En quoi l’expédition Lapérouse vous a-t-elle inspiré dans votre réflexion ?

« Nous avons développé la notion de l'archipel pour concevoir l'extension, qui sera composée de quatre volumes. Ils abriteront le parcours de visite et ouvriront sur un jardin des explorateurs. L'histoire de Lapérouse est marquée par l'idée de voyages, d'expédition, d'îles et de mer. L'architecture conditionnera le visiteur en participant d'une certaine manière à son immersion dans l'univers du navigateur ; elle retraduira ces différents thèmes comme on le verra avec la faille qui rappelle l'endroit où a coulé l'un des bateaux de l'expédition. Cet espace assurera la liaison entre les deux bâtiments et les différents espaces de visite. »

Quelle attention portez-vous dans ce projet à la dimension environnementale ?

« Tout d'abord, il ne nous a pas semblé pertinent de conserver le bâtiment moderne car cela aurait engendré de lourdes modifications structurelles et au final des surcoûts. Nous définirons malgré tout ce qu'il est possible de conserver, l'objectif étant de réduire l'empreinte environnementale du chantier. Cette dimension sera pleinement intégrée au projet. La végétalisation des toitures, l'isolation thermique par l'extérieur, l'utilisation de certains matériaux, le recours à la géothermie, mais aussi la réduction des consommations énergétiques sont déjà actées. »

Votre cabinet d'architecture a-t-il une marque de fabrique ?

« Pas particulièrement. Nous aimons l'éclectisme. Dans des projets muséographiques comme celui d'Albi, nous préférons nous laisser guider par un site, une thématique, une collection, même si les contraintes techniques relatives aux conditions d'exposition d'objets anciens, par exemple, conditionnent certains choix architecturaux. Ce projet mobilise, par ailleurs, toute une équipe. Celle-ci était composée jusqu'à présent d'une douzaine de personnes sans compter les partenaires engagés avec nous dans le projet. Les effectifs vont être amenés à augmenter avec le lancement du projet. Nous allons désormais débuter les études de conception. Nous avons aujourd'hui hâte de débuter ce projet. »

**DONNÉES EXTRAITES**
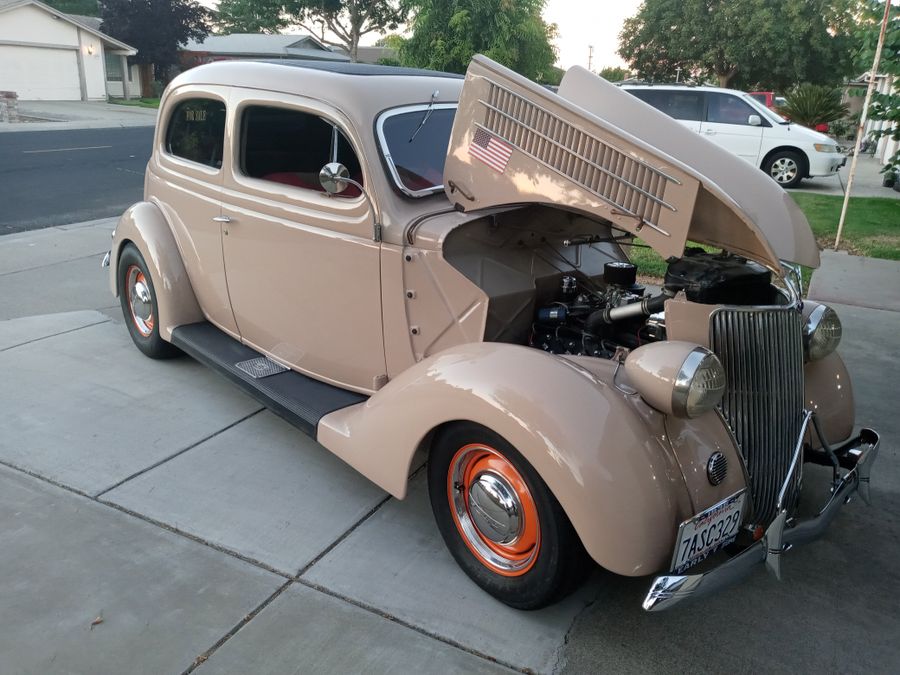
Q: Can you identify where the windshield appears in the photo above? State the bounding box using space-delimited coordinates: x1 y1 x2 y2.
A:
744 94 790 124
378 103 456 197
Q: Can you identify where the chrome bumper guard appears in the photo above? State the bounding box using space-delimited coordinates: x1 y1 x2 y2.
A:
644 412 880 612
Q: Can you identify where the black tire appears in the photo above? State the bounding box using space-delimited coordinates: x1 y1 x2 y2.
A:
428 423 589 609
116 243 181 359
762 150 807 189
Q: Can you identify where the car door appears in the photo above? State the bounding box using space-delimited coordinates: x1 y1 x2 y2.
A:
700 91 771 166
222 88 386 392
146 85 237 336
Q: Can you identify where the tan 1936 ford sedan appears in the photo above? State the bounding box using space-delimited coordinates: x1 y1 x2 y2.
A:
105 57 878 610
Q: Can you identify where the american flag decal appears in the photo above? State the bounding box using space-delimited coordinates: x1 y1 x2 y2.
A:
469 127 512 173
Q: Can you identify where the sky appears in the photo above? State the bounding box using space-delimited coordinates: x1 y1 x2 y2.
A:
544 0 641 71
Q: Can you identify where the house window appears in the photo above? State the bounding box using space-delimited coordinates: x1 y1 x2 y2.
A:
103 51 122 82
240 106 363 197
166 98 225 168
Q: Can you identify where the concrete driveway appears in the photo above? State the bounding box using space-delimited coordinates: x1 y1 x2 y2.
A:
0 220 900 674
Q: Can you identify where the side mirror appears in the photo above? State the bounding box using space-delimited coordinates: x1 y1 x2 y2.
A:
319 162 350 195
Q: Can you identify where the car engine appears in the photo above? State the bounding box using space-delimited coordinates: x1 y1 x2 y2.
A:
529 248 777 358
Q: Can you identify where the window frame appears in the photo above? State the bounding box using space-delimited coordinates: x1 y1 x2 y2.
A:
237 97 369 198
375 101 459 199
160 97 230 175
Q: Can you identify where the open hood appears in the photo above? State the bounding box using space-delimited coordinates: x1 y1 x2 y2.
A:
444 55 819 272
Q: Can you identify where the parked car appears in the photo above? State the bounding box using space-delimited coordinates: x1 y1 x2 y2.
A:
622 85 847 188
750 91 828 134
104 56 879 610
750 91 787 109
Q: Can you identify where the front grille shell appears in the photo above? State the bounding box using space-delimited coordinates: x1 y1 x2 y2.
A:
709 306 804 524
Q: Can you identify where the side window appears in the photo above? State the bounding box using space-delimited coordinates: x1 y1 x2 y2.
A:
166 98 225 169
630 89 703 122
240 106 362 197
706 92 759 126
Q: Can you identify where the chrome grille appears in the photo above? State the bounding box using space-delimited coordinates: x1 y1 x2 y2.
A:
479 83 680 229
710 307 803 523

**CONSIGNE ÉCRITE**
Recopiez fidèlement le passage du texte à lire qui commence aux mots « Quelle attention portez-vous » et s'arrête après les mots « de fabrique ? ». Les enregistrements ci-dessus proviennent d'une source distincte du texte à lire.

**CORRIGÉ DE L'EXERCICE**
Quelle attention portez-vous dans ce projet à la dimension environnementale ?

« Tout d'abord, il ne nous a pas semblé pertinent de conserver le bâtiment moderne car cela aurait engendré de lourdes modifications structurelles et au final des surcoûts. Nous définirons malgré tout ce qu'il est possible de conserver, l'objectif étant de réduire l'empreinte environnementale du chantier. Cette dimension sera pleinement intégrée au projet. La végétalisation des toitures, l'isolation thermique par l'extérieur, l'utilisation de certains matériaux, le recours à la géothermie, mais aussi la réduction des consommations énergétiques sont déjà actées. »

Votre cabinet d'architecture a-t-il une marque de fabrique ?